▸ **WORK INSTRUCTIONS**: Set down the line that contains "For each instance of the person's" and every line after it to the end of the entries, exactly as they stand and nothing more.

Start of EXTRACTED RECORDS

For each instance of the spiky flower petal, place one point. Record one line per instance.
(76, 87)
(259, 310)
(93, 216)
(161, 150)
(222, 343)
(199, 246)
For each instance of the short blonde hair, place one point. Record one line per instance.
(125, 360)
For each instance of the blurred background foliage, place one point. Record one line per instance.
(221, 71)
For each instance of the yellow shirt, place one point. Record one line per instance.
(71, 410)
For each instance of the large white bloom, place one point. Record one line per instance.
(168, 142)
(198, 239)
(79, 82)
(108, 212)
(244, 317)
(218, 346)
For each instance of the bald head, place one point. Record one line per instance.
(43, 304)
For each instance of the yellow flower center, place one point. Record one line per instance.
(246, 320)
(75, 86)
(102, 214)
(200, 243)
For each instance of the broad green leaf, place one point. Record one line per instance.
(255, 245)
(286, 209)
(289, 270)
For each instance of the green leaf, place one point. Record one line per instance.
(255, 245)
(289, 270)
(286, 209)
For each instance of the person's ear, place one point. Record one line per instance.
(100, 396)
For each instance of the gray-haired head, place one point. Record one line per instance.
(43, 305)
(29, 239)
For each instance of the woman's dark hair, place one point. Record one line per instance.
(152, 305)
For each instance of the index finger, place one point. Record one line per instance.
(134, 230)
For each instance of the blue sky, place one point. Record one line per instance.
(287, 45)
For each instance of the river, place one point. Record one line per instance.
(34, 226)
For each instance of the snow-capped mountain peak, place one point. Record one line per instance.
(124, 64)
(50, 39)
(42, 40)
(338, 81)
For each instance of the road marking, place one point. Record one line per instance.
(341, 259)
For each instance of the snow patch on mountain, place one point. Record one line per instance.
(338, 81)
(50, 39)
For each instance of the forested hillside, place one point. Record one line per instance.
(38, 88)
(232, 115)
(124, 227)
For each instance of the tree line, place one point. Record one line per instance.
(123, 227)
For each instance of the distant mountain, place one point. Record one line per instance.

End of EXTRACTED RECORDS

▸ **TASK ANSWER**:
For each instance of the person's ear, place one point. Record one line per instance.
(100, 396)
For each instance of the gray-haired head, place one point. Record one line per instance.
(43, 305)
(29, 239)
For each instance of the woman's dark hair, place one point. Record one line per instance.
(152, 305)
For each instance of the index finger, place one point. Record one line per instance.
(134, 230)
For each instance of the blue sky, place one point. Record one line per instance.
(287, 45)
For each instance of the river, place one point. Record one line per instance.
(34, 226)
For each instance of the snow-capped mountain peak, place one point. Record one line per instance.
(124, 64)
(50, 39)
(42, 40)
(338, 81)
For each instance of the road marking, place one point. Record one line per instance.
(341, 259)
For each instance of the snow patch on mountain, place one point. Record one line per instance.
(338, 81)
(50, 39)
For each instance of the forested hillside, place one point. Record one line per instance.
(38, 88)
(232, 115)
(124, 227)
For each instance of the tree line, place one point. Record one line per instance.
(123, 227)
For each instance of the distant mountain, place one point. Record one line per instance.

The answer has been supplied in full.